- **Extract to read**
=== Begin Enclosure ===

Without any particular plan in place Mandy suggested the Natural Birthing Centre. Lisette was game so off we trundled. We found ourselves in a very warm dimly lit room with an orange lava lamp in the corner and a stereo playing Enya. In the middle of the room was a hot tub; around 3 times the size of an average bath. There was a rocking chair, a beanbag, a multitude of pillows and a bed. To my surprise there was also a knotted curtain suspended from a hook in the ceiling which looked to all the world like the sort of rope I used to climb in PE at school.

Without futher ado Lisette clambered into the bath and was presented with her new constant companion; a scuba mask. The wasn't to enable underwater exploration but rather to inflate Lisettes lungs with laughing gas to ease the pain. Just the ticket.

8 Hours Later...

I now realise that mid-wives are probably engaged in a form of ritualised deceit. From the moment Lisette entered the pool there would be vague but regular pronouncements of the sort "not long now" and "you're really coming on". This all lead to the not-unreasonable expectation on our behalf that birth was pretty imminent from 5am. So I was a little concerned at just gone 12pm that things didn't seem to have much changed in the intervening hours.

Mandy had gone home after staying 2 hours past the end of her shift. She really is a good egg. In Mandy's place we now had the indomitable Sally and her apprentice Karen. A lot of time was being spent regulating the temperature of the pool. Karen would let water out. Sally would pour hot water in and stir vigourously (generally leading to faint cries of "too... choppy..." from Lisette). Thermometers would be placed into the depths and studied ferociously.

Lisette had been in the pool, on the bed and on the beanbags. For a brief period of time I stood clinging to the knotted curtain whilst Lisette hung onto me. (I'm sure it looked as odd as it sounds but it seemed to help - to my lasting surprise.) By now Lisette was back in the pool and I was growing increasingly suspicious of just how close to birth we actually were.

=== End Enclosure ===

- **Things to do**
A) Answer these questions from the birth story, each on its own line:
(i) What was the stereo playing in the room?
(ii) How long did Mandy stay past the end of her shift?
(iii) Who was Sally's apprentice?
B) Pull out the passage of the birth story between "Without any particular" and "Just the ticket.", inclusive.
C) For each statement, say yes or no according to the birth story, and quote the words that decide it:
(i) The hot tub was about three times the size of an average bath.
(ii) Karen poured hot water into the pool.
(iii) The room was brightly lit.
These rows have no connection to the birth story.

(Free-text object descriptions)
=== Begin Enclosure ===

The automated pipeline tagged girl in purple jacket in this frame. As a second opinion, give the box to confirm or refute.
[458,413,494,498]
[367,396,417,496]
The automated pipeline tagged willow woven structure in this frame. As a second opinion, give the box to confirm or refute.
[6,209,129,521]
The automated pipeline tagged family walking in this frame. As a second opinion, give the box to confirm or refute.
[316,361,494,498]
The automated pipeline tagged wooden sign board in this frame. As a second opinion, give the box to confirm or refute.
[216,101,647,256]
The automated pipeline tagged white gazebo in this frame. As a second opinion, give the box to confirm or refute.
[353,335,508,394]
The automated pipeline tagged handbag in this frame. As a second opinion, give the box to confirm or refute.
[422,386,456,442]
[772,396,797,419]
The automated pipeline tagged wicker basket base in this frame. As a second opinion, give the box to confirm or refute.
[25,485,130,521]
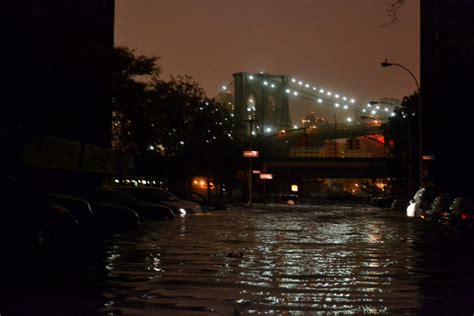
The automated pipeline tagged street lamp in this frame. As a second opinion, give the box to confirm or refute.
[380,58,423,193]
[369,101,414,198]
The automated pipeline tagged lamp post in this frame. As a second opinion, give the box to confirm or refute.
[244,117,258,207]
[380,58,423,194]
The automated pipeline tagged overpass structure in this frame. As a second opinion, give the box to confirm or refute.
[226,72,396,190]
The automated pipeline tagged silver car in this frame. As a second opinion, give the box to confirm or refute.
[114,187,203,215]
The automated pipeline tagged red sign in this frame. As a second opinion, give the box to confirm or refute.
[244,150,258,158]
[260,173,273,180]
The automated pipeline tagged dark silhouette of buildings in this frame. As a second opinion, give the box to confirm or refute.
[0,0,114,188]
[421,0,474,194]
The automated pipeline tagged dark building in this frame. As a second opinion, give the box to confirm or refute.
[421,0,474,194]
[0,0,114,186]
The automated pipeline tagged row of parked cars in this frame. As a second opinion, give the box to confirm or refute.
[0,173,226,247]
[406,188,474,228]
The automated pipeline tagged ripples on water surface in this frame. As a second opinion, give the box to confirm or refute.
[0,205,474,315]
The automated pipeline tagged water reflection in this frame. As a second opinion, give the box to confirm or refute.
[1,206,474,315]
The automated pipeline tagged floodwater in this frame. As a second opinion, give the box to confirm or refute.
[0,204,474,316]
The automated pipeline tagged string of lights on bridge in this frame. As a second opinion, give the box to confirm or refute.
[222,73,396,126]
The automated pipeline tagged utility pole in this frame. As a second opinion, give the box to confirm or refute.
[244,118,258,207]
[334,115,337,158]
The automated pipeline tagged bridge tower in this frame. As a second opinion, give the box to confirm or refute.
[233,72,291,133]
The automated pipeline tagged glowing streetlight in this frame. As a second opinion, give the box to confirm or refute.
[380,58,423,193]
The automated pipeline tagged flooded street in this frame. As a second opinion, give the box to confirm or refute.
[0,205,474,316]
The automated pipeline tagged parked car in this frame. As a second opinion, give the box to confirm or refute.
[114,187,202,215]
[46,193,94,232]
[180,192,228,211]
[406,188,436,217]
[443,197,474,228]
[0,173,78,247]
[89,201,140,232]
[80,188,176,221]
[420,195,451,222]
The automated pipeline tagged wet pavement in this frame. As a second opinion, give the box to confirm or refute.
[0,204,474,316]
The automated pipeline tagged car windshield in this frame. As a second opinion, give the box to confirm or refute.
[120,188,178,202]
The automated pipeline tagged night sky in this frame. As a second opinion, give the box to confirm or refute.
[115,0,420,119]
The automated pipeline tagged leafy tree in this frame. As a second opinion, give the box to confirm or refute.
[111,47,161,151]
[145,76,246,190]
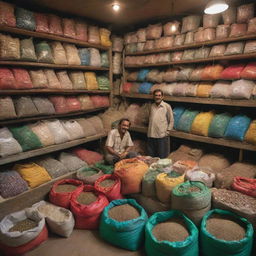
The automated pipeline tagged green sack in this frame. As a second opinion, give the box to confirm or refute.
[145,210,199,256]
[9,125,43,151]
[208,113,232,138]
[100,199,148,251]
[177,109,199,132]
[200,209,253,256]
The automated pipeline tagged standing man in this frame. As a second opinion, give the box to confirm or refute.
[148,89,174,158]
[105,118,138,165]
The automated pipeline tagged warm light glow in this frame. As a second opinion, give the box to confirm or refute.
[204,0,228,14]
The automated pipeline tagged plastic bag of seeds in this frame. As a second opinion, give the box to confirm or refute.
[49,179,84,209]
[70,185,109,229]
[20,38,37,61]
[15,7,36,31]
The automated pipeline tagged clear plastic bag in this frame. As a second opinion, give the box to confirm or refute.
[20,38,37,61]
[50,41,68,65]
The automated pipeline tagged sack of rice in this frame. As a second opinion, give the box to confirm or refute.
[100,199,148,251]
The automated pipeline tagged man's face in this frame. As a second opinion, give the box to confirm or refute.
[154,92,163,104]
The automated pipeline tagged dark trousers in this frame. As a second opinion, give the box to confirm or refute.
[148,136,170,158]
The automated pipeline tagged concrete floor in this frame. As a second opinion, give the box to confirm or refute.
[25,229,145,256]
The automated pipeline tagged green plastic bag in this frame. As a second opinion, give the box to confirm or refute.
[145,210,199,256]
[100,199,148,251]
[177,109,199,132]
[208,113,232,138]
[200,209,253,256]
[9,125,43,151]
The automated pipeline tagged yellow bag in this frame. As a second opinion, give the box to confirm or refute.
[13,163,51,188]
[191,111,215,136]
[84,72,99,90]
[100,28,112,46]
[196,83,213,98]
[245,120,256,144]
[155,173,185,203]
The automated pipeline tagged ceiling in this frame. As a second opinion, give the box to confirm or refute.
[14,0,244,30]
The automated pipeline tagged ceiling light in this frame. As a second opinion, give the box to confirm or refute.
[204,0,228,14]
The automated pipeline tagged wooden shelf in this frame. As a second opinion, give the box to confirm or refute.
[125,52,256,68]
[0,60,109,71]
[0,107,107,126]
[0,25,110,50]
[121,93,256,107]
[0,134,106,165]
[125,33,256,56]
[0,89,110,95]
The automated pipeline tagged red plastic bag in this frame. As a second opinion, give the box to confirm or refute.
[0,226,48,256]
[241,62,256,80]
[66,97,82,112]
[12,68,33,89]
[0,68,17,90]
[94,174,123,201]
[220,64,245,80]
[70,185,109,229]
[49,179,84,209]
[73,148,103,165]
[232,176,256,197]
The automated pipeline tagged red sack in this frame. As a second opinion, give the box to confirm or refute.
[94,174,124,201]
[12,68,33,89]
[49,96,69,114]
[0,68,17,90]
[232,176,256,197]
[220,64,245,80]
[241,62,256,80]
[73,148,103,165]
[66,97,82,112]
[70,185,109,229]
[0,225,48,256]
[49,179,84,209]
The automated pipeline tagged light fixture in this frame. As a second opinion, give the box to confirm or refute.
[204,0,228,14]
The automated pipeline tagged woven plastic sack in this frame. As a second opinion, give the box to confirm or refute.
[36,41,54,63]
[0,34,20,60]
[88,26,100,44]
[0,97,17,120]
[0,2,16,27]
[224,115,251,141]
[0,127,22,157]
[10,125,42,151]
[224,42,244,55]
[61,120,84,140]
[181,15,201,33]
[191,111,214,137]
[229,24,247,37]
[196,82,212,98]
[216,25,230,39]
[200,209,253,256]
[209,44,226,57]
[29,122,55,147]
[177,109,199,132]
[13,163,51,188]
[50,41,68,65]
[48,14,63,36]
[49,96,68,114]
[230,79,255,99]
[56,71,73,90]
[12,68,33,89]
[34,13,49,33]
[75,21,88,42]
[20,38,37,61]
[237,3,255,23]
[63,43,81,65]
[14,96,39,117]
[15,7,36,31]
[58,152,87,172]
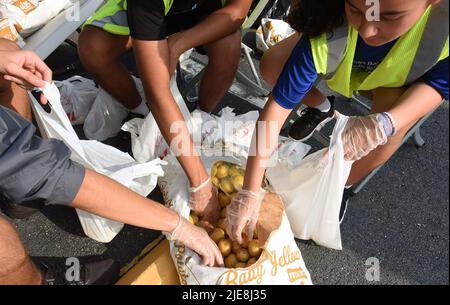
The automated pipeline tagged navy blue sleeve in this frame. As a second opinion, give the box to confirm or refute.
[272,38,317,109]
[420,57,448,101]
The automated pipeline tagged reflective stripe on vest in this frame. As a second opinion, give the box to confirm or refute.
[311,1,448,97]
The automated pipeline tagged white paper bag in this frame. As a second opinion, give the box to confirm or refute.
[266,115,353,250]
[0,0,72,38]
[31,84,164,243]
[159,150,312,285]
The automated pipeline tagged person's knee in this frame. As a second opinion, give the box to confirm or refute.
[259,52,279,86]
[207,31,241,68]
[0,216,28,276]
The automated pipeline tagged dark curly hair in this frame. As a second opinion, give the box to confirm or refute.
[288,0,345,38]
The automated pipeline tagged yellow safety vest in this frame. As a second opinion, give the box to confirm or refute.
[311,1,449,97]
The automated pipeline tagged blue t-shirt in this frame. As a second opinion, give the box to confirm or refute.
[272,38,449,109]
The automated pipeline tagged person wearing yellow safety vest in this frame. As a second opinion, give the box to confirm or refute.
[79,0,252,228]
[227,0,449,242]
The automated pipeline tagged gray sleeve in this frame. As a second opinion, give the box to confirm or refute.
[0,106,85,205]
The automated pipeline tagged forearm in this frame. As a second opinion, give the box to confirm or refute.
[133,40,208,187]
[389,83,442,130]
[72,170,179,231]
[176,6,248,54]
[244,96,291,192]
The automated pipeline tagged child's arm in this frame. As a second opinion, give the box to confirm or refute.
[72,170,223,266]
[227,96,292,244]
[389,83,443,130]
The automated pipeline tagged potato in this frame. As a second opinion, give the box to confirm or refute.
[211,165,217,178]
[218,239,231,257]
[248,239,262,257]
[217,218,227,232]
[211,228,225,244]
[225,254,238,268]
[236,248,250,263]
[189,213,198,225]
[247,257,256,267]
[231,241,242,254]
[235,262,247,268]
[211,177,220,187]
[218,192,231,209]
[220,179,236,194]
[197,220,214,234]
[220,207,228,218]
[215,164,228,179]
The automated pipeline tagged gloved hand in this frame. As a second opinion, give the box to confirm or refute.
[169,211,224,267]
[342,113,390,161]
[189,178,220,223]
[225,190,264,244]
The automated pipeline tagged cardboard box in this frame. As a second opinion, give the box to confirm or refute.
[116,236,180,285]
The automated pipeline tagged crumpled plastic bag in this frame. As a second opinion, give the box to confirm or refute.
[0,19,25,48]
[256,18,295,53]
[0,0,72,38]
[55,75,100,125]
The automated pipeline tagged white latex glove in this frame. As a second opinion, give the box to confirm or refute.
[169,215,224,267]
[342,113,388,161]
[225,190,264,244]
[189,178,220,223]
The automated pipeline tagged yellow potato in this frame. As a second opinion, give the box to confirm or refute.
[225,254,238,268]
[211,177,220,186]
[197,220,214,234]
[235,262,247,268]
[236,249,250,263]
[220,179,236,194]
[247,257,256,267]
[220,207,227,218]
[217,218,227,232]
[231,241,242,254]
[229,166,245,177]
[218,239,231,257]
[218,192,231,209]
[211,228,225,244]
[253,229,258,239]
[233,176,244,189]
[215,164,228,179]
[248,239,262,257]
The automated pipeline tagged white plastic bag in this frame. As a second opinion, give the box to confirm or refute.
[122,76,192,162]
[158,150,312,285]
[83,77,141,141]
[55,75,100,125]
[256,18,295,53]
[31,84,164,243]
[0,18,25,48]
[266,115,353,250]
[0,0,72,37]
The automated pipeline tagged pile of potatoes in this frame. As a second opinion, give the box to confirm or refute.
[189,161,262,268]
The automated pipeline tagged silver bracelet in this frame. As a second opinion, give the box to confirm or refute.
[383,112,397,137]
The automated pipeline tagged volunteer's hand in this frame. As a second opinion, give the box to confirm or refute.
[0,51,52,104]
[167,32,186,76]
[189,178,220,223]
[342,114,388,161]
[170,211,224,267]
[225,190,264,244]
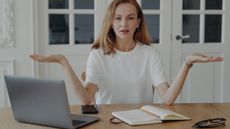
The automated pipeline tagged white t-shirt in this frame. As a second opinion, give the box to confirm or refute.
[85,43,167,104]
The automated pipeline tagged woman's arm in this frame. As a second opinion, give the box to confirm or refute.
[156,53,223,105]
[30,54,97,105]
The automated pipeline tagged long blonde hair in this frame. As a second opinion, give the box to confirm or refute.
[92,0,152,55]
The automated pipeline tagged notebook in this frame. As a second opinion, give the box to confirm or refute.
[4,75,99,129]
[112,105,191,125]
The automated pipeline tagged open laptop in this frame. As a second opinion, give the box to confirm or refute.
[4,75,99,129]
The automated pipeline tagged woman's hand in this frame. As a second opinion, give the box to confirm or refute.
[185,53,224,65]
[30,54,67,64]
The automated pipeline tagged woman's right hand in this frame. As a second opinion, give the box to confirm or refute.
[30,54,67,64]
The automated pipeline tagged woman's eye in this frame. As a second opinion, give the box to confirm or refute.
[129,17,134,20]
[115,17,121,20]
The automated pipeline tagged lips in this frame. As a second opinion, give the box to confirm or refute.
[120,30,129,33]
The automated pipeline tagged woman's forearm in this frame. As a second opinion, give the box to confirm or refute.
[61,59,93,105]
[163,63,191,105]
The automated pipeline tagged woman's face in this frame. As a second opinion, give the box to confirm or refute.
[112,3,140,39]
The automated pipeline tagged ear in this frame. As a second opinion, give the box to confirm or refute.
[137,18,141,28]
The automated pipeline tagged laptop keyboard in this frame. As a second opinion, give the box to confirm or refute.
[72,120,86,126]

=== End Enclosure ===

- **List of solutions**
A)
(i) Enya
(ii) 2 hours
(iii) Karen

B)
Without any particular plan in place Mandy suggested the Natural Birthing Centre. Lisette was game so off we trundled. We found ourselves in a very warm dimly lit room with an orange lava lamp in the corner and a stereo playing Enya. In the middle of the room was a hot tub; around 3 times the size of an average bath. There was a rocking chair, a beanbag, a multitude of pillows and a bed. To my surprise there was also a knotted curtain suspended from a hook in the ceiling which looked to all the world like the sort of rope I used to climb in PE at school.

Without futher ado Lisette clambered into the bath and was presented with her new constant companion; a scuba mask. The wasn't to enable underwater exploration but rather to inflate Lisettes lungs with laughing gas to ease the pain. Just the ticket.

C)
(i) Yes: "around 3 times the size of an average bath"
(ii) No: "Karen would let water out. Sally would pour hot water in"
(iii) No: "a very warm dimly lit room"